• Your task
Pull every line from the listing below and reproduce it word for word.

Point labels for objects:
** Start **

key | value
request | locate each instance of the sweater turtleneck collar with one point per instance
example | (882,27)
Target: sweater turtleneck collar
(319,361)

** End **

• Solved problem
key | value
request | locate each instance of the sweater turtleneck collar with one point per instance
example | (882,27)
Target: sweater turtleneck collar
(319,361)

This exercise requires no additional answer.